#### Text segment ####

The saying goes that a parent knows best. When it comes to detecting deterioration in their child—and triggering the question ‘Could this be sepsis?’ in a clinician—that instinct can prove lifesaving.
To honour World Sepsis Day, the team behind the Could this be sepsis? program hosted an education session focussing on the power of the consumer voice in raising awareness about sepsis.
The highlight of the session was a consumer panel featuring three people that are using their experiences with the illness to influence action.
Mary Steele is one of the important consumer voices, sharing the heartbreaking story that lead to her role as a consumer representative on the Statewide Sepsis Steering Committee.
In 2003, her 2 ½ year-old son, Preston, was diagnosed with pneumonia, which caused an acute lung injury. This injury allowed a secondary bacterium to take hold which lead to sepsis. Within hours, her brave little boy passed away.
'You know your child better than anyone. It is critical that you share with health professionals what you believe and know about your child,' she said.

#### Data records ####

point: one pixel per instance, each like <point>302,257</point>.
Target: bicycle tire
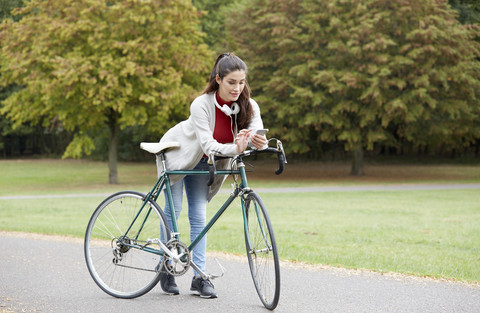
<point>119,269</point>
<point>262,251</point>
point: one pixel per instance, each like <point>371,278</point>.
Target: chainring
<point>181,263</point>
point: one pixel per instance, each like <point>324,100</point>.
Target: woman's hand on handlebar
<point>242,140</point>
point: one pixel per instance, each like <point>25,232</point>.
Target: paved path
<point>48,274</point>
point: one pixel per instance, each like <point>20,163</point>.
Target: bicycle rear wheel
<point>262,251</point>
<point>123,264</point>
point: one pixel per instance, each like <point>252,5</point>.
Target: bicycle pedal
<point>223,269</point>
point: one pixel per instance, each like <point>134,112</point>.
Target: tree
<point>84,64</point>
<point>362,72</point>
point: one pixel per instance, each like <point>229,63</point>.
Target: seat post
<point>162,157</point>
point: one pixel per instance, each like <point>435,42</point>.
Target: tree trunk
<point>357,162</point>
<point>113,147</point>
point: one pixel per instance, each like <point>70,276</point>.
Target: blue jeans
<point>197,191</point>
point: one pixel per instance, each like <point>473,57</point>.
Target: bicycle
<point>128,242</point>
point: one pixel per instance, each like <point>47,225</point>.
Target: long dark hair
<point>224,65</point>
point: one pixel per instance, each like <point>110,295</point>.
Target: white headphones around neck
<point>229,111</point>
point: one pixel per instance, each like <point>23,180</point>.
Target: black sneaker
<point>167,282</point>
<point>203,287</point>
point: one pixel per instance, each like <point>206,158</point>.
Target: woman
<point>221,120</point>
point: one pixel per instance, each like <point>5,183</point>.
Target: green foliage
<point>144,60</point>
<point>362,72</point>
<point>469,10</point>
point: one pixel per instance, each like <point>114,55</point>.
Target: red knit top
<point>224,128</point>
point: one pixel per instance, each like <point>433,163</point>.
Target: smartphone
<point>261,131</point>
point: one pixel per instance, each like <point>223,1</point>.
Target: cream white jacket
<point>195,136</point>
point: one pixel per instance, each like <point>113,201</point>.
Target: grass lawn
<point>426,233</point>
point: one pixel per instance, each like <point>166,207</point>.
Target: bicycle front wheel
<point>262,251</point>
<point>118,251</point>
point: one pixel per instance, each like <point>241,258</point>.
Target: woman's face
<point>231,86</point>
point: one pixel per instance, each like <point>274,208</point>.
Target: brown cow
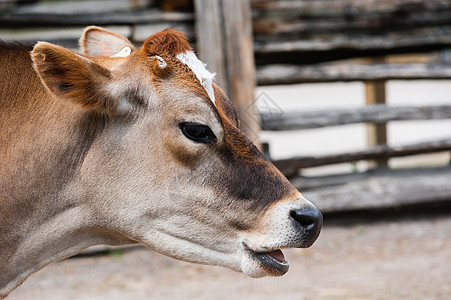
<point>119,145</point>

####
#### Data records ####

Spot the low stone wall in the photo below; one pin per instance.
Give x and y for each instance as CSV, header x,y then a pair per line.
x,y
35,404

####
#### Data records ####

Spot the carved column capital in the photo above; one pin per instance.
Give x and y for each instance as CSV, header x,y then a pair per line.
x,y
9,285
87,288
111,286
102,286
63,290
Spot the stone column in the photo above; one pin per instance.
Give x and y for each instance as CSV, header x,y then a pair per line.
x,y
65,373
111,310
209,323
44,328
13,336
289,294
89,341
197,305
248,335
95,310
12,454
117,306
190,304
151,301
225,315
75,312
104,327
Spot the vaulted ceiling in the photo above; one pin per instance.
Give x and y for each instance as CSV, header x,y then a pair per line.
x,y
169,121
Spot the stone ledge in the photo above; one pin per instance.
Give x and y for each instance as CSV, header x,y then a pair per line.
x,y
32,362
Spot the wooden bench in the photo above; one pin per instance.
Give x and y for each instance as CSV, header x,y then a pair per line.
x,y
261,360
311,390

####

§ **Set of tasks**
a) In the sepsis article, what illness was Preston diagnosed with in 2003?
b) How would you say this sentence from the sepsis article in Spanish: "It is critical that you share with health professionals what you believe and know about your child."
c) Carry on the sepsis article, picking up right after its last sentence.

§ **Results for the exercise**
a) Pneumonia.

b) Es fundamental que comparta con los profesionales de la salud lo que cree y sabe sobre su hijo.

c)
'Don’t be afraid to ask the doctor or nurse to look deeper.'
Ms Steele was joined by Matthew Ames and Damian Jones at the education session where they shared their experiences to keep sepsis in the front of mind among clinicians.
At least 18,000 Australians are diagnosed with sepsis every year, with around 5,000 losing their lives. For those that survive, half are left with a disability or impaired function that also impacts their family and friends, and the community.
To improve outcomes, community awareness of the signs and symptoms of sepsis—together with time-critical recognition and appropriate management by health care providers—is essential.